L. THE LATER COLONATE, ITS PLACE IN ROMAN HISTORY.

In the endeavour to extract from scattered and fragmentary evidence some notion of agricultural conditions in the Roman empire before and after Diocletian we are left with two imperfect pictures, so strongly contrasted as to suggest a suspicion of their truth. We can hardly believe that the system known as the later Colonate appeared in full force as a sudden phenomenon. Nor indeed are we compelled to fly so directly in the face of historical experience. That we have no narrative of the steps that led to this momentous change, is surely due to the inability of contemporaries to discern the future effect of tendencies operating silently[1544] and piecemeal. What seems at the moment insignificant, even if observed, is seldom recorded, and very seldom intentionally. Hence after generations, seeking to trace effects to causes, are puzzled by defects of record. Their only resource is to supplement, so far as possible, defective record by general consideration of the history of the time in question and cautious inference therefrom: in fact to get at the true meaning of fragmentary admissions in relation to their historical setting. The chief topic to be dealt with here from this point of view is the character of the Roman Empire in several aspects. For among all the anxieties of the government during these troubled centuries the one that never ceased was the fear of failure in supplies of food.

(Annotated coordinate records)

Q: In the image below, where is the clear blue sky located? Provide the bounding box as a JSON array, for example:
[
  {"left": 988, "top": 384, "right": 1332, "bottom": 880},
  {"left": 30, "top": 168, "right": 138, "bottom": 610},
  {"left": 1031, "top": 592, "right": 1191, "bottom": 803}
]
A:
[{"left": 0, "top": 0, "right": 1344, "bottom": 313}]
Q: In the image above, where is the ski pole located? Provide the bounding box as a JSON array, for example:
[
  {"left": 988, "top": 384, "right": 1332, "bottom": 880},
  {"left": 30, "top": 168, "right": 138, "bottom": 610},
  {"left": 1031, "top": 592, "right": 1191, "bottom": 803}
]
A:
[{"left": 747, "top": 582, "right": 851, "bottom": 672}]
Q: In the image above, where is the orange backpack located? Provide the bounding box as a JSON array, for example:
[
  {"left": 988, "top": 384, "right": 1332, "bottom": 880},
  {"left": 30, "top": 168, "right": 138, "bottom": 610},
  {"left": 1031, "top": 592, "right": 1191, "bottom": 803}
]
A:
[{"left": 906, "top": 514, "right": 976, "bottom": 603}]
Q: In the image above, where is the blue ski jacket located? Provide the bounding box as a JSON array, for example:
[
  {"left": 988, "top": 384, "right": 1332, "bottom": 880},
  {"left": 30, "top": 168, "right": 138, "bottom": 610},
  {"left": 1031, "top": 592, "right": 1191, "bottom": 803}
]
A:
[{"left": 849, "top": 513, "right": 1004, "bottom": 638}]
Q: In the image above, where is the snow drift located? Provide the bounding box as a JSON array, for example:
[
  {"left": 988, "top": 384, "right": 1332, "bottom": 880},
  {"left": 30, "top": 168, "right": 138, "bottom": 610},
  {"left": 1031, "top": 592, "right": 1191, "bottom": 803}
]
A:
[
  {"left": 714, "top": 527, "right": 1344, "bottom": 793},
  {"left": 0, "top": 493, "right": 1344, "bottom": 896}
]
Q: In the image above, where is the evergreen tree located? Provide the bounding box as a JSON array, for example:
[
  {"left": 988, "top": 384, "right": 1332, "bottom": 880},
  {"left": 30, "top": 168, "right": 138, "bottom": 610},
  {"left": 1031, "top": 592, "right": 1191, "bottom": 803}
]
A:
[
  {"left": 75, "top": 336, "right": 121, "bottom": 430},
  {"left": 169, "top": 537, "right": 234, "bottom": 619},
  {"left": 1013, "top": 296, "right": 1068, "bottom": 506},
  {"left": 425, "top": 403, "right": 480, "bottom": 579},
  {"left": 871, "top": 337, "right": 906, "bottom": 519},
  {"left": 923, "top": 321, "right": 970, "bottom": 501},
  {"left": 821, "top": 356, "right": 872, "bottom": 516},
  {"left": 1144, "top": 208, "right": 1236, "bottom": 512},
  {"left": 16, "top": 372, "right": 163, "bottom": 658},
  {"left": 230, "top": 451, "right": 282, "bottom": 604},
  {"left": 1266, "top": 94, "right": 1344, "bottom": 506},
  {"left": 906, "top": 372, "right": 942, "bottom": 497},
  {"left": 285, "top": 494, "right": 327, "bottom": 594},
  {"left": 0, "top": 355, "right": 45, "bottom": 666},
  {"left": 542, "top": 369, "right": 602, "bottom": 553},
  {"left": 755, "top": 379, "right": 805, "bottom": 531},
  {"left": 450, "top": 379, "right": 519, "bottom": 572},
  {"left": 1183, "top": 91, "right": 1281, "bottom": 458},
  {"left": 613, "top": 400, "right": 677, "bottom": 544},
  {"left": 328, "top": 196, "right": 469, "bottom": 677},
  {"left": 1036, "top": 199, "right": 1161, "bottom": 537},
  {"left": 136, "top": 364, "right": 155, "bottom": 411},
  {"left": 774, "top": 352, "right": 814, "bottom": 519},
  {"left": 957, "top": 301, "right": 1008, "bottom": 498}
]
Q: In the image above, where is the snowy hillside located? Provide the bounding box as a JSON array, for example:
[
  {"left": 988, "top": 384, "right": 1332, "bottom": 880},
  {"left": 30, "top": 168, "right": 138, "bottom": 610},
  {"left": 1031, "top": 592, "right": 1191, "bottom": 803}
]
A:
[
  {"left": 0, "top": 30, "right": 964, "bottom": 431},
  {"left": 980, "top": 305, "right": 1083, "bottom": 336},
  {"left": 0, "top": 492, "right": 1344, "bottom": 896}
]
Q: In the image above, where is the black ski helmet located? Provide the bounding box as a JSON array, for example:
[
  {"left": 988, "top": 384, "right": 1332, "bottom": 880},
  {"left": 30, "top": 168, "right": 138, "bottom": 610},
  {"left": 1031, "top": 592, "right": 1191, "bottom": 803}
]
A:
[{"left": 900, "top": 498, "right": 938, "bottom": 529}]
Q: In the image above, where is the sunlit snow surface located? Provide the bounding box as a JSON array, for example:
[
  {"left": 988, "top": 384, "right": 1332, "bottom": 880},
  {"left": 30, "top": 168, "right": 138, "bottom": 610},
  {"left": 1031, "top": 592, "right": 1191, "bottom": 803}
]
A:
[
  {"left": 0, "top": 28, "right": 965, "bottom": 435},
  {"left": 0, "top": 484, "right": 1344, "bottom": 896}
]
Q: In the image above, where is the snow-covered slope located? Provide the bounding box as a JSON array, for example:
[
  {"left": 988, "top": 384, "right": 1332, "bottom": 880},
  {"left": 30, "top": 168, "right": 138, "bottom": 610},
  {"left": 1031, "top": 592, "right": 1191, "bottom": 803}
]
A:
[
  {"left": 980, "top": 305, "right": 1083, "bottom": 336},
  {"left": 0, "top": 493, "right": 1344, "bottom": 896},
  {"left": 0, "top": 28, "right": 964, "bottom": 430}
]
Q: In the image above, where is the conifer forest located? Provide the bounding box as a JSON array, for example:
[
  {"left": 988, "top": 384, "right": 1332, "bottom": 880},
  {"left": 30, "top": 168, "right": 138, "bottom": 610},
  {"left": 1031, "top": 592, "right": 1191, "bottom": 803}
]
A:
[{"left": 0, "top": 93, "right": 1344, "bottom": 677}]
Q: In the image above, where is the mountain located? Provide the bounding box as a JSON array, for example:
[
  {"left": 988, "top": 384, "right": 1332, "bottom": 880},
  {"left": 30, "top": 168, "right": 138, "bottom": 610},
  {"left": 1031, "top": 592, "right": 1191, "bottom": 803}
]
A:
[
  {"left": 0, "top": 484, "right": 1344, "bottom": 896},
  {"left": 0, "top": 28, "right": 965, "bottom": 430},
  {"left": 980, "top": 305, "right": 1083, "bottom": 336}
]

**Written problem**
According to the passage on the later Colonate, what government anxiety never ceased during those troubled centuries? None of this data is needed.

**Task result**
The fear of failure in supplies of food.